PASSAGE —
16 March 2020
Clontarf students consider local mining careers
The many mining career pathways were on display for a group of young men from the Clontarf Academy at Narrabri High School who recently visited Whitehaven Coal’s Narrabri underground coal mine.
The Clontarf Foundation exists to improve the education, discipline, self-esteem, life skills and employment prospects of young Aboriginal men and by doing so, equips them to participate more meaningfully in society.
Whitehaven has worked with Clontarf through regional Employment Forums, hosting site visits, and, with the company’s support, Clontarf established an Academy at Narrabri High School in 2019. In 2020, there are 64 young men across years 7 to 12 participating in the program at Narrabri High, eight of whom came on the worksite visit to the Narrabri Mine.
“The team at Whitehaven provided a very informative overview of how underground mining works, and outlined the career opportunities available at the mine and the pathways to get there,” said Mick Riddle, Clontarf’s Regional Manager for Newcastle – North West.
“The young men also learned about how important safety is in a mining environment, so everyone can get home safe.”
In addition to learning about the mining operations, the group toured the surface infrastructure area and also visited an archaeological site where they saw groove markings from stone sharpening. They capped off the visit with a demonstration of some of the automated systems used within the mine, and had the chance to ask questions about the training and skills required for various jobs.
For Year 12 student Bailey Ballangarry, the visit gave him new ideas for what to do after graduating from high school.

TO DO —
**a.** In the article on the Clontarf mine visit, give the passage from "16 March 2020" to "the Narrabri Mine." again, switching "young Aboriginal men" to "young Indigenous men".
**b.** Answer these questions from the article on the Clontarf mine visit:
(i) In what year was the Clontarf Academy established at Narrabri High School?
(ii) How many of the young men came on the visit to the Narrabri Mine?
(iii) What did the group see at the archaeological site?
**c.** Carry on the article about the Clontarf students' mine visit from its last sentence.

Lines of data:
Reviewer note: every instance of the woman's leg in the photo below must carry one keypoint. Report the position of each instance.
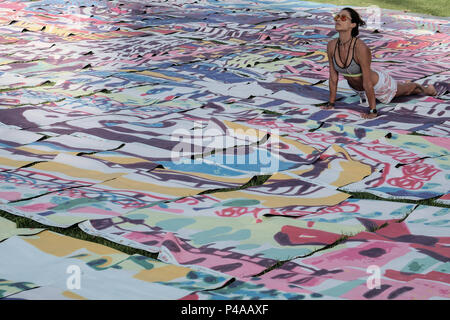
(408, 88)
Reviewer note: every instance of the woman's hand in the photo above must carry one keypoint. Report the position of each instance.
(371, 114)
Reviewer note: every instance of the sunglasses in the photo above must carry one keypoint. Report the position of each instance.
(341, 17)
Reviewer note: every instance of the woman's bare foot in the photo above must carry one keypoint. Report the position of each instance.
(430, 90)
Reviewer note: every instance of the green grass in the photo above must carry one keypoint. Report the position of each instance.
(430, 7)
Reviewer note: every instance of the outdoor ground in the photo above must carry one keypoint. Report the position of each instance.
(275, 198)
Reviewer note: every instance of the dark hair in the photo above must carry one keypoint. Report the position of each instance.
(355, 18)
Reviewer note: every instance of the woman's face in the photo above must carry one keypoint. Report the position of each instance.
(343, 21)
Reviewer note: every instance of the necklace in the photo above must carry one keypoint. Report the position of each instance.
(343, 44)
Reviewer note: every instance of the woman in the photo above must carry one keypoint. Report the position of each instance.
(351, 57)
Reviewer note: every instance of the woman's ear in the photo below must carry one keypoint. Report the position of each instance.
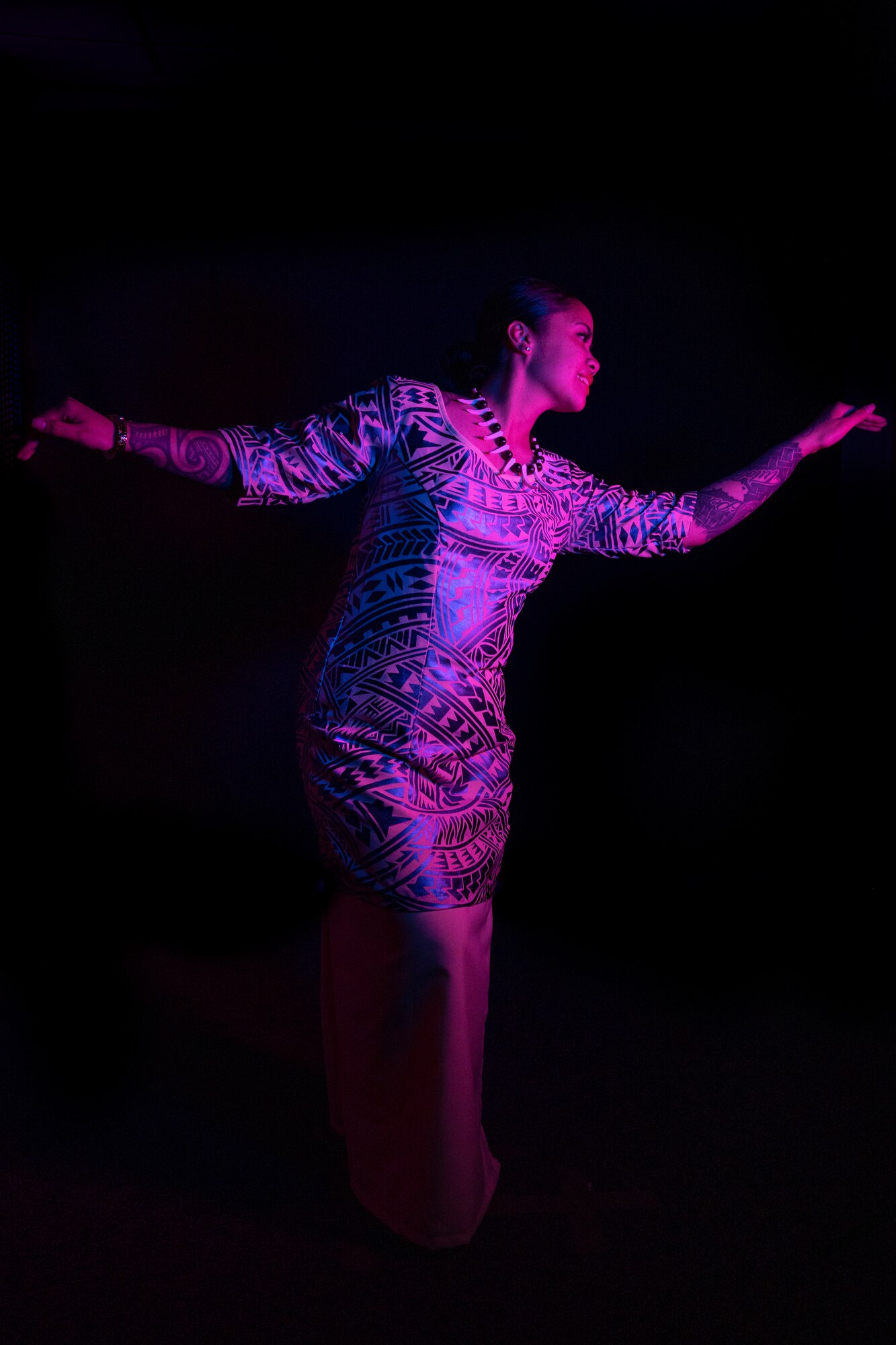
(520, 337)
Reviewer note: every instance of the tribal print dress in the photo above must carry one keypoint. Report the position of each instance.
(404, 746)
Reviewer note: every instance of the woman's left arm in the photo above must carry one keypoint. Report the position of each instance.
(728, 502)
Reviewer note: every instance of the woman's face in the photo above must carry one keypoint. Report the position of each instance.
(561, 364)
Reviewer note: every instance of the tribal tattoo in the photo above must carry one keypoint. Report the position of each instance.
(204, 455)
(728, 502)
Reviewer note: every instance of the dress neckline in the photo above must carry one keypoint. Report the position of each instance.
(454, 430)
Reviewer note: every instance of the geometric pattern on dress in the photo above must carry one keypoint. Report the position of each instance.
(404, 746)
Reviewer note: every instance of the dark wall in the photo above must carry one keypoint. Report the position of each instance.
(700, 739)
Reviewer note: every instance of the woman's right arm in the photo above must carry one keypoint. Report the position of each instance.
(202, 455)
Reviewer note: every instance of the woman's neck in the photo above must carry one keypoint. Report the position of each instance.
(516, 404)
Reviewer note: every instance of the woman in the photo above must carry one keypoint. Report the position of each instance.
(404, 747)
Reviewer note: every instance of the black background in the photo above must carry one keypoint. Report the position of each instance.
(702, 743)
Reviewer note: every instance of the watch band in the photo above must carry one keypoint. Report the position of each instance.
(120, 438)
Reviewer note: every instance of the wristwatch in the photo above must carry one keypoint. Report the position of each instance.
(120, 436)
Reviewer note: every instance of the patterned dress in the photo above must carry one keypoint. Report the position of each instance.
(404, 746)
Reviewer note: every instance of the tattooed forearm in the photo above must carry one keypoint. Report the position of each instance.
(728, 502)
(202, 455)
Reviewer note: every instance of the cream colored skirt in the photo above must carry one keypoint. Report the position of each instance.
(404, 1001)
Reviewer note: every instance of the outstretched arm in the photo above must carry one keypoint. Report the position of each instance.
(729, 501)
(204, 455)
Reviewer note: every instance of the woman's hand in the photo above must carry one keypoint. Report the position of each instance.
(836, 423)
(73, 422)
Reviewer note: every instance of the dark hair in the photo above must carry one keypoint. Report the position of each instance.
(520, 301)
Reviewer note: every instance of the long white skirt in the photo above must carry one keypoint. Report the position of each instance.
(404, 1001)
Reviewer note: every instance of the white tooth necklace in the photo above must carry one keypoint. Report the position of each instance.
(517, 474)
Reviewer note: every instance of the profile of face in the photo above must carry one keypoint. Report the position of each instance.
(560, 364)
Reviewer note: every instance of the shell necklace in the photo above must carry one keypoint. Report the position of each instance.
(517, 474)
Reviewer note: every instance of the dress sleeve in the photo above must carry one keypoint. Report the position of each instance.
(616, 523)
(303, 461)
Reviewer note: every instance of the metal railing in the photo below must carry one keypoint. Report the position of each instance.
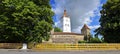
(85, 46)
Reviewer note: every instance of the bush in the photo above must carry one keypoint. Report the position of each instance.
(95, 40)
(82, 41)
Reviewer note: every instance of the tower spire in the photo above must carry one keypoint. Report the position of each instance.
(65, 13)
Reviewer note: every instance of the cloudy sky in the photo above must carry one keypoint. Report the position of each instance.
(80, 11)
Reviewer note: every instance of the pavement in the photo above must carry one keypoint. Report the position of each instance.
(21, 51)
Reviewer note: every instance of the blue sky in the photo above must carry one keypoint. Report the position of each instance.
(81, 12)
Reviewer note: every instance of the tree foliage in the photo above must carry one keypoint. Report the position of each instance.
(110, 21)
(25, 20)
(56, 29)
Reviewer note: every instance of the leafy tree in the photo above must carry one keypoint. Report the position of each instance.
(95, 40)
(56, 29)
(25, 20)
(110, 21)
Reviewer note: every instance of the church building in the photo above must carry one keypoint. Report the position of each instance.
(66, 36)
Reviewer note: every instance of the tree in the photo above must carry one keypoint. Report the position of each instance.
(110, 22)
(25, 20)
(56, 29)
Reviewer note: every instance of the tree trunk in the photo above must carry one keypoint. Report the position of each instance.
(24, 46)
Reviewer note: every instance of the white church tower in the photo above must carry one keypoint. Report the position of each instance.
(65, 23)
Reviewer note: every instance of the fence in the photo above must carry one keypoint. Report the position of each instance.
(85, 46)
(10, 45)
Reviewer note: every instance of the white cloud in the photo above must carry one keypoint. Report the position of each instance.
(94, 26)
(80, 12)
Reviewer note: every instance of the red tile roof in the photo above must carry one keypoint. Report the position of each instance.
(65, 33)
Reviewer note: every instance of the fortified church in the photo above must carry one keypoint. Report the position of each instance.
(66, 36)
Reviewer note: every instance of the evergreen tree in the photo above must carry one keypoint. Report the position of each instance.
(110, 21)
(25, 20)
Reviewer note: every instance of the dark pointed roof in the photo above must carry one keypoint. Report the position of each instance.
(65, 14)
(85, 26)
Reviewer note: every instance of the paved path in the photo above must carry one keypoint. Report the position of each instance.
(14, 51)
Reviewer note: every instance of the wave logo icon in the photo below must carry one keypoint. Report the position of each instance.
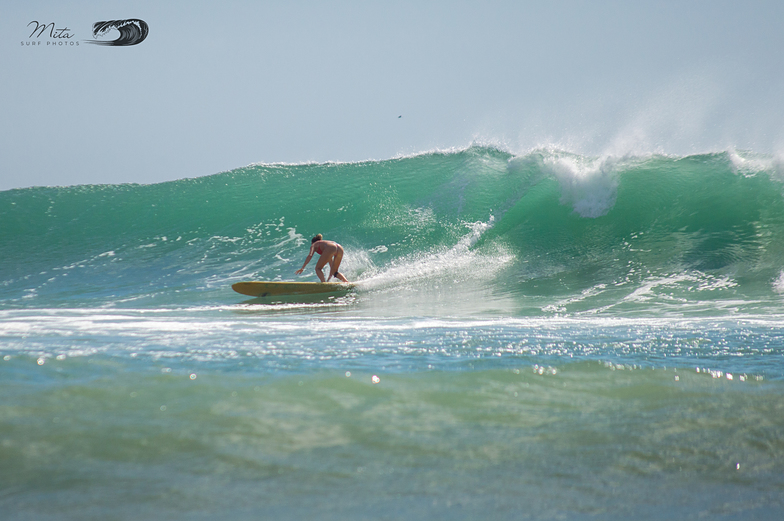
(131, 32)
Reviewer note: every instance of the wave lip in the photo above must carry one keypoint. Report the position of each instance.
(132, 32)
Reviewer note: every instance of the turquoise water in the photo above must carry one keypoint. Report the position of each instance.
(540, 336)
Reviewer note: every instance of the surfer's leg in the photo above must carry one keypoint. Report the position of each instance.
(320, 266)
(335, 264)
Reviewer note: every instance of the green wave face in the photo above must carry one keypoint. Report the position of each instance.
(476, 229)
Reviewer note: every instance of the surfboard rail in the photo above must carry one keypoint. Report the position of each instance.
(259, 288)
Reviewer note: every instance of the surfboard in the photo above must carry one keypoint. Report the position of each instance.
(266, 289)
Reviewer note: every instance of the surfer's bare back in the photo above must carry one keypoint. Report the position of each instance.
(330, 252)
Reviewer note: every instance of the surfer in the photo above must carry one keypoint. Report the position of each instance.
(330, 252)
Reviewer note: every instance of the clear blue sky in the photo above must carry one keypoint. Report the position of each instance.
(219, 85)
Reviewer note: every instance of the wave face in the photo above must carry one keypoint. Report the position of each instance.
(473, 230)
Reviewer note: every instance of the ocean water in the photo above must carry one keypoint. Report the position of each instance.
(536, 336)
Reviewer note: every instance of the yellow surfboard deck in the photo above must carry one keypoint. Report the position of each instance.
(266, 289)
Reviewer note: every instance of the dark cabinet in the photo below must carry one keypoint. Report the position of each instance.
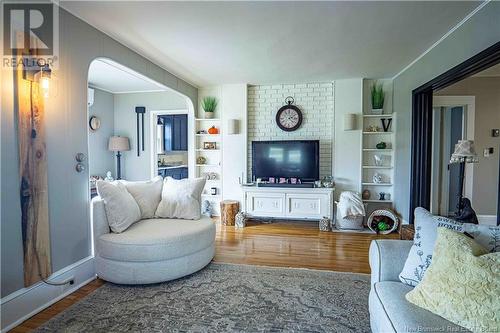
(176, 173)
(175, 132)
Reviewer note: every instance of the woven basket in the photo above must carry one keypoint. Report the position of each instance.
(384, 212)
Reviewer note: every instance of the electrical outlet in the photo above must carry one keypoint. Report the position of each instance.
(487, 152)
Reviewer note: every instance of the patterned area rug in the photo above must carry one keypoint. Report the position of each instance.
(226, 298)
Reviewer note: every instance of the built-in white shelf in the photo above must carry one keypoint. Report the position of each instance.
(380, 150)
(377, 115)
(377, 132)
(376, 167)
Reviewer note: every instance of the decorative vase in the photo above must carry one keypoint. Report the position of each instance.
(240, 220)
(213, 130)
(377, 178)
(324, 224)
(378, 159)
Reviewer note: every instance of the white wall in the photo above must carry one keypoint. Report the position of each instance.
(100, 158)
(347, 144)
(316, 102)
(139, 167)
(234, 154)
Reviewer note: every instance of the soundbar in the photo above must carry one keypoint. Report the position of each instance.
(303, 185)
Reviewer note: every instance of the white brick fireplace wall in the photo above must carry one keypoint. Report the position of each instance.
(316, 102)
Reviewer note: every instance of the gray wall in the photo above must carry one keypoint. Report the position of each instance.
(66, 135)
(100, 158)
(487, 116)
(479, 32)
(139, 167)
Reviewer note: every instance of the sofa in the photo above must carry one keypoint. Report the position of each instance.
(150, 250)
(389, 309)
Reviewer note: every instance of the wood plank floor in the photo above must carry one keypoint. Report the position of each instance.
(282, 243)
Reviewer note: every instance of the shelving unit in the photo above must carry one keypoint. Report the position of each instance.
(213, 160)
(369, 141)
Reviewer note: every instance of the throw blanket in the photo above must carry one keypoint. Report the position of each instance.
(350, 205)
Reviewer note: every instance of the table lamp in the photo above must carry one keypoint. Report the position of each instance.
(464, 153)
(118, 144)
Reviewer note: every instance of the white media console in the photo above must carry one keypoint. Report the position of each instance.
(288, 202)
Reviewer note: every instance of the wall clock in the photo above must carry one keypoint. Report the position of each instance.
(94, 123)
(289, 116)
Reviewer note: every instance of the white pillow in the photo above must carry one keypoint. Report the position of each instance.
(426, 224)
(121, 209)
(147, 194)
(181, 198)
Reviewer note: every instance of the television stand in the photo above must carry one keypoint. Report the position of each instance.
(294, 203)
(303, 185)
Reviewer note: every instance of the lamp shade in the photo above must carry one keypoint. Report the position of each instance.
(349, 121)
(464, 152)
(118, 143)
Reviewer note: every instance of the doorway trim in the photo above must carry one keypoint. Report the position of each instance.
(191, 138)
(421, 141)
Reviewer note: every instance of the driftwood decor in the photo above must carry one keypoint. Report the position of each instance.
(29, 105)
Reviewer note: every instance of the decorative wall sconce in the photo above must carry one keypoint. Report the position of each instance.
(349, 121)
(233, 126)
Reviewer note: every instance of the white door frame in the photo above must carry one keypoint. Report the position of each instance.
(468, 102)
(191, 138)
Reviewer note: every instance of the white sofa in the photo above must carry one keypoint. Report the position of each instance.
(389, 309)
(151, 250)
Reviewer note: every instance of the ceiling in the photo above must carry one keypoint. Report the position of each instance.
(112, 77)
(209, 43)
(493, 71)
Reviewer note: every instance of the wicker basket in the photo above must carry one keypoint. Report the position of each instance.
(384, 212)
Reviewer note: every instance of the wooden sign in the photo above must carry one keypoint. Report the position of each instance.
(29, 104)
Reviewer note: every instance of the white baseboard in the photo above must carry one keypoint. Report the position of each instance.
(487, 219)
(26, 302)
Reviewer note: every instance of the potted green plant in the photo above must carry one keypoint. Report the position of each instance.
(209, 104)
(378, 96)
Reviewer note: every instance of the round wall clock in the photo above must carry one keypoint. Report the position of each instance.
(289, 116)
(94, 123)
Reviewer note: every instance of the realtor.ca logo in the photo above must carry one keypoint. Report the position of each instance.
(30, 34)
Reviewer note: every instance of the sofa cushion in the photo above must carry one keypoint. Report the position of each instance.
(426, 225)
(147, 194)
(391, 312)
(120, 206)
(157, 239)
(181, 199)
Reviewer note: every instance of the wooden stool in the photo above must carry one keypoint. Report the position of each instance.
(228, 211)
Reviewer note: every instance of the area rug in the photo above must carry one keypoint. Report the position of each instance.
(226, 298)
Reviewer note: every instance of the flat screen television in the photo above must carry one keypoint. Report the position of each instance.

EXPECTED RESPONSES —
**a.**
16 March 2020
Clontarf students consider local mining careers
The many mining career pathways were on display for a group of young men from the Clontarf Academy at Narrabri High School who recently visited Whitehaven Coal’s Narrabri underground coal mine.
The Clontarf Foundation exists to improve the education, discipline, self-esteem, life skills and employment prospects of young Indigenous men and by doing so, equips them to participate more meaningfully in society.
Whitehaven has worked with Clontarf through regional Employment Forums, hosting site visits, and, with the company’s support, Clontarf established an Academy at Narrabri High School in 2019. In 2020, there are 64 young men across years 7 to 12 participating in the program at Narrabri High, eight of whom came on the worksite visit to the Narrabri Mine.

**b.**
(i) 2019
(ii) Eight
(iii) Groove markings from stone sharpening

**c.**
“It was great to get an inside look at the mine here. I have been weighing up a career in the Australian Defence Force when I finish school but I’m definitely now considering staying home and going for a trade in the mining industry,” said Bailey.
“The Clontarf Foundation’s focus on encouraging young people to start thinking about their post-school plans is invaluable,” added Bob Sutherland, Whitehaven Coal’s Aboriginal Community Relations Manager.
“Local Indigenous employment is a priority for us at Whitehaven so it’s great to be able to work with Clontarf to give young Indigenous people an insight into our industry, to help get them job-ready once they do leave school.”
Whitehaven’s work with the Clontarf Foundation is just one part of its work to make a difference in the lives of Indigenous people around its operations. Whitehaven also partners with the Winanga-Li Aboriginal Children and Family Centre in Gunnedah, which supports families and younger children, and the Girls Academy at Gunnedah High School, which aims to improve Year 12 graduation rates amongst young Indigenous women.
This approach goes beyond employment, to provide holistic support for local Indigenous children and their families regardless of whether they form part of the Whitehaven workforce.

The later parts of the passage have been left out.